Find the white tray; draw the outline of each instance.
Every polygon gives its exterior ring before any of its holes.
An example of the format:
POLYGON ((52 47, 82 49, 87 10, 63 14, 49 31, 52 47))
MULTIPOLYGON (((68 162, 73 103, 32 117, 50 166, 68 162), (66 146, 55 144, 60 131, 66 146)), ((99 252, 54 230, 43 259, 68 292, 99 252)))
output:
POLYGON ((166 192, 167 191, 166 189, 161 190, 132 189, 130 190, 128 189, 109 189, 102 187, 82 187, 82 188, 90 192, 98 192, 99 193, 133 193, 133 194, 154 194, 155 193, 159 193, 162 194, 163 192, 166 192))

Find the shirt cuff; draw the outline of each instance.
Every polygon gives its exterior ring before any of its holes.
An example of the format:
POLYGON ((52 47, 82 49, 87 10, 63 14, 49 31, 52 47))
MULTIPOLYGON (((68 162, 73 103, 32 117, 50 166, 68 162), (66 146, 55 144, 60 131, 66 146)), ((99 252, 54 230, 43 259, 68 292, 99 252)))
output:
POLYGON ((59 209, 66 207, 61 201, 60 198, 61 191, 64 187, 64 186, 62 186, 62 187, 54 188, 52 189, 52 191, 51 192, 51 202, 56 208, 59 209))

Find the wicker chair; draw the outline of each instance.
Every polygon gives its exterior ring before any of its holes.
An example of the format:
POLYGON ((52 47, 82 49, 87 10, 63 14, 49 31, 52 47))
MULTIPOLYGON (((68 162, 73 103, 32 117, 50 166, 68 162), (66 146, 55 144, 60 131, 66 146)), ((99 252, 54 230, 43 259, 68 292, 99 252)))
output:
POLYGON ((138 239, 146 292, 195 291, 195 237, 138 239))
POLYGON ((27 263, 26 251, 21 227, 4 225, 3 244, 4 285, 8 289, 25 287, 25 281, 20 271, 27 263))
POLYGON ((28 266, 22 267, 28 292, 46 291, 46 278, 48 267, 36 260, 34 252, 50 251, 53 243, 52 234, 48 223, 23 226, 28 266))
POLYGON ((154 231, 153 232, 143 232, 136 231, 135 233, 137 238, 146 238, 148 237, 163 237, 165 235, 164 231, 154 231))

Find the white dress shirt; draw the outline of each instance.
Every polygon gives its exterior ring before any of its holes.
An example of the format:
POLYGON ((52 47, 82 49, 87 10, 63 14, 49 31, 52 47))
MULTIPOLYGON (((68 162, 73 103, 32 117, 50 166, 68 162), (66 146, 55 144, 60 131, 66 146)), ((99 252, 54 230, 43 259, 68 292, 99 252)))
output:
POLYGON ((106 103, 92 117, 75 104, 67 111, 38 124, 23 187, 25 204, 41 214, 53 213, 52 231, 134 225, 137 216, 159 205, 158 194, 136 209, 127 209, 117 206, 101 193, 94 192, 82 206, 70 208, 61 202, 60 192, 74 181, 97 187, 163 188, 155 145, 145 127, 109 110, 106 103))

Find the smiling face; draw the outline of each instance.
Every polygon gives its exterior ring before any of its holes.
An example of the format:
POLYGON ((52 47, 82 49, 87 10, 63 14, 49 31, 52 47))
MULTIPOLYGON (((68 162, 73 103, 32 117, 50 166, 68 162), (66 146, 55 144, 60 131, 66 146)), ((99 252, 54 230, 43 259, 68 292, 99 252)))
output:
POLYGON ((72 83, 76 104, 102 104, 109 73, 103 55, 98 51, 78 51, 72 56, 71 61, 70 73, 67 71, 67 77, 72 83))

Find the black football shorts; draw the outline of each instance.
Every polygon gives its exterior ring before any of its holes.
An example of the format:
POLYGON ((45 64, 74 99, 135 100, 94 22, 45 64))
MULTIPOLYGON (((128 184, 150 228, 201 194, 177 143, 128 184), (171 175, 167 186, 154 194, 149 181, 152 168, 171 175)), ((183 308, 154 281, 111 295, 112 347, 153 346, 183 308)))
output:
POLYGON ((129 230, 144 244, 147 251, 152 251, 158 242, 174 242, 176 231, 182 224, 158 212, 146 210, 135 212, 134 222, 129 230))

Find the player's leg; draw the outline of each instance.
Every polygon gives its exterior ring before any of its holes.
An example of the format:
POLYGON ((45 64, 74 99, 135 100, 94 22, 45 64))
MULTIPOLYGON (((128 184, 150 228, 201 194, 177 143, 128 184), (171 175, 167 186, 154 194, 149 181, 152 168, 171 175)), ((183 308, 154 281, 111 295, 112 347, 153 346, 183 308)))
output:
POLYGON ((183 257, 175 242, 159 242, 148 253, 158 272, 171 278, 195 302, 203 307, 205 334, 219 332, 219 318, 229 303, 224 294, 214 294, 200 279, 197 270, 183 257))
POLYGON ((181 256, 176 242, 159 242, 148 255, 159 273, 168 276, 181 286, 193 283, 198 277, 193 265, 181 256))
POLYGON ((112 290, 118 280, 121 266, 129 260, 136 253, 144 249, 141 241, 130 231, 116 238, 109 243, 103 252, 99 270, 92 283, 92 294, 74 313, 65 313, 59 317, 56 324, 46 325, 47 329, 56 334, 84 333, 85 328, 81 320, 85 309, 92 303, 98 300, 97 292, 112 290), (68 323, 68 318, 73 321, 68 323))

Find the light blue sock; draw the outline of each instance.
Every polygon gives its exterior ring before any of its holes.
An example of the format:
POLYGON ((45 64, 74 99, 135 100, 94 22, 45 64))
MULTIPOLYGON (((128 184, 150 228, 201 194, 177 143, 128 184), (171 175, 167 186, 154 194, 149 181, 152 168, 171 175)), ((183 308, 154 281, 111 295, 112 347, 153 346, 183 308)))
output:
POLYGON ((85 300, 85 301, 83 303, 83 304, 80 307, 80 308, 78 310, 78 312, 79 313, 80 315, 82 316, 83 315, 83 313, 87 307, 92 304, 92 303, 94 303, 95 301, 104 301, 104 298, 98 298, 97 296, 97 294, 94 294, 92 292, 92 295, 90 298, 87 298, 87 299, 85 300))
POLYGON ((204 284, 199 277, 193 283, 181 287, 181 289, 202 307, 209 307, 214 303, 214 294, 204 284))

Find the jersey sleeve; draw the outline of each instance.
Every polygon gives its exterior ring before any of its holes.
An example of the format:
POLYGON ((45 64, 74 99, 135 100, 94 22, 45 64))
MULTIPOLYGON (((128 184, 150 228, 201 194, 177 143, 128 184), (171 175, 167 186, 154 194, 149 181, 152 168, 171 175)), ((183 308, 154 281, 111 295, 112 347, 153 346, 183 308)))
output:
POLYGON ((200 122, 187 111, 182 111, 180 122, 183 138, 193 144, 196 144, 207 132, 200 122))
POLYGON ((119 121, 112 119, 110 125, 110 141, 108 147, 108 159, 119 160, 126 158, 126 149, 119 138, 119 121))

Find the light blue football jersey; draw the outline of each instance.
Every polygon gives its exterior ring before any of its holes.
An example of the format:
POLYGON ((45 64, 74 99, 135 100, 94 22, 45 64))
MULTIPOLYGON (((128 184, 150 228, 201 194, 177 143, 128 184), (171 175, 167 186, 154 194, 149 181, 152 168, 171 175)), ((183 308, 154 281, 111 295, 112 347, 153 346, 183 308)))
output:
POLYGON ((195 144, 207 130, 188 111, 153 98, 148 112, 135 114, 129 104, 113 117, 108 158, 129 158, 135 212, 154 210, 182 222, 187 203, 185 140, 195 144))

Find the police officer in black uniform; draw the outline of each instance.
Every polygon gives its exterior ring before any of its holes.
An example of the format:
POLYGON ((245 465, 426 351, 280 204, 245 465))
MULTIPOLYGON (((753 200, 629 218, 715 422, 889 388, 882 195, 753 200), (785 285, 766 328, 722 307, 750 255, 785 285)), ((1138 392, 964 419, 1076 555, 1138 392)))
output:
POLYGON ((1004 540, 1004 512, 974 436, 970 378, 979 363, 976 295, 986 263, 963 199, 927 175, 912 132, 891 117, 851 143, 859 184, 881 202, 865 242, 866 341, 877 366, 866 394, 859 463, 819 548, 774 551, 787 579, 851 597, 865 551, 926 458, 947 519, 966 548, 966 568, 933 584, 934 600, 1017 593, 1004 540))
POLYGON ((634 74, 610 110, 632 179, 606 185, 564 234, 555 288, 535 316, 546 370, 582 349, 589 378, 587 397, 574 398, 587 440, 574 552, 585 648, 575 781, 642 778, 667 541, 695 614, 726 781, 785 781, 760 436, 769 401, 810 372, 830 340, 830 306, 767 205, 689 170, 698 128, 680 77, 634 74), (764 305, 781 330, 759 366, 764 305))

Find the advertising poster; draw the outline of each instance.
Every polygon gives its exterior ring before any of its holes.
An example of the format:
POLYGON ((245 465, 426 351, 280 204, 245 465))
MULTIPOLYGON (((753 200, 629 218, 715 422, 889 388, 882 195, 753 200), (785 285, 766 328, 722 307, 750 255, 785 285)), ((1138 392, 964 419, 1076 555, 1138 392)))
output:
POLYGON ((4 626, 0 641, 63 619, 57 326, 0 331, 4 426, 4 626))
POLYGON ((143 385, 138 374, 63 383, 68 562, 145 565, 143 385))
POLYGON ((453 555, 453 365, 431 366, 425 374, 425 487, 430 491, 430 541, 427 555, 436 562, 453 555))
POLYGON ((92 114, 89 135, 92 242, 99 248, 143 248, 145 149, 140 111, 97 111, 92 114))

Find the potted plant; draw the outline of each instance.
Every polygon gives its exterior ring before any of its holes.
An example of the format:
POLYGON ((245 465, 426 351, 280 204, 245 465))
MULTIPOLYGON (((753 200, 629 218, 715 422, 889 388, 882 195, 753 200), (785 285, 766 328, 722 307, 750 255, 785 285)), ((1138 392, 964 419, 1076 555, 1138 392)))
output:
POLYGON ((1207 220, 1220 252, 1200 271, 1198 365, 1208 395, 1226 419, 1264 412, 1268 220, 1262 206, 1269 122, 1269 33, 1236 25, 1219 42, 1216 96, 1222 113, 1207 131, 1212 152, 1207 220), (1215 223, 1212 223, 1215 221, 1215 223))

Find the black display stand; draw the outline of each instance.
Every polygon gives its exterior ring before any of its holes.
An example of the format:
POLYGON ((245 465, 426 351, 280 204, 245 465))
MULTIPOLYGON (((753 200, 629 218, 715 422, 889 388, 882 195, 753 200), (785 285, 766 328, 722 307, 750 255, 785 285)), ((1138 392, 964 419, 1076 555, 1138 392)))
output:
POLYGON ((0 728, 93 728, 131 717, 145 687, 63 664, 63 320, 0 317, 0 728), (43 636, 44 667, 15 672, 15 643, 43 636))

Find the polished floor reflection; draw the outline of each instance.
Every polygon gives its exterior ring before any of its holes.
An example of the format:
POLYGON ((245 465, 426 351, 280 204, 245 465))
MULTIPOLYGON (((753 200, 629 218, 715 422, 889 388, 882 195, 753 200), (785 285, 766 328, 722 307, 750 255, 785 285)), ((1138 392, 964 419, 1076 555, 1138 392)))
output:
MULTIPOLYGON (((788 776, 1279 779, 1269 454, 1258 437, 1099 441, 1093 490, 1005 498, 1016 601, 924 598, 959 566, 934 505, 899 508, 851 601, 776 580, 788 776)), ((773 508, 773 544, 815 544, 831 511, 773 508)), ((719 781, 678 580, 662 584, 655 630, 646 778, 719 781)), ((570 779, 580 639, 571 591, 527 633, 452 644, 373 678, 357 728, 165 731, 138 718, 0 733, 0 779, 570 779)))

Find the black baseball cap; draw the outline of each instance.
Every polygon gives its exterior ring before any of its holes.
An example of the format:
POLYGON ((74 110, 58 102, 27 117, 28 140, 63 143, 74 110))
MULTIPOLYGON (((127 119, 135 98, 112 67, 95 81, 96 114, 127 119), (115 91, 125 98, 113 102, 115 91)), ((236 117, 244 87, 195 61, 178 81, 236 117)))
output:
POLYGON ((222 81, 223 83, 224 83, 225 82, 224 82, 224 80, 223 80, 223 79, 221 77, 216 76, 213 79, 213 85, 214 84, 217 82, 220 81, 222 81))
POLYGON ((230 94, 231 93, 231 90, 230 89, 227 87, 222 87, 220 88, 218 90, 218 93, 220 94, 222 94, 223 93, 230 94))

_ _ _

→ **Exercise directions**: Express the records from the start through the line containing "POLYGON ((166 192, 167", both ends included, as a JSON list of strings with one string per line and blank lines omitted.

→ **Reply to the exercise**:
[
  "Find the white tray; draw the outline of each instance.",
  "Every polygon gives its exterior ring before any of its holes.",
  "An example of the format:",
  "POLYGON ((52 47, 82 49, 87 10, 63 14, 49 31, 52 47))",
  "MULTIPOLYGON (((68 162, 73 103, 32 117, 50 166, 68 162), (66 146, 55 144, 60 131, 66 146)), ((99 252, 54 230, 43 259, 68 292, 99 252)))",
  "output:",
  "POLYGON ((166 192, 167 191, 166 189, 161 190, 132 189, 130 190, 128 189, 109 189, 102 187, 82 187, 82 188, 90 192, 98 192, 99 193, 133 193, 133 194, 154 194, 155 193, 159 193, 162 194, 163 192, 166 192))"
]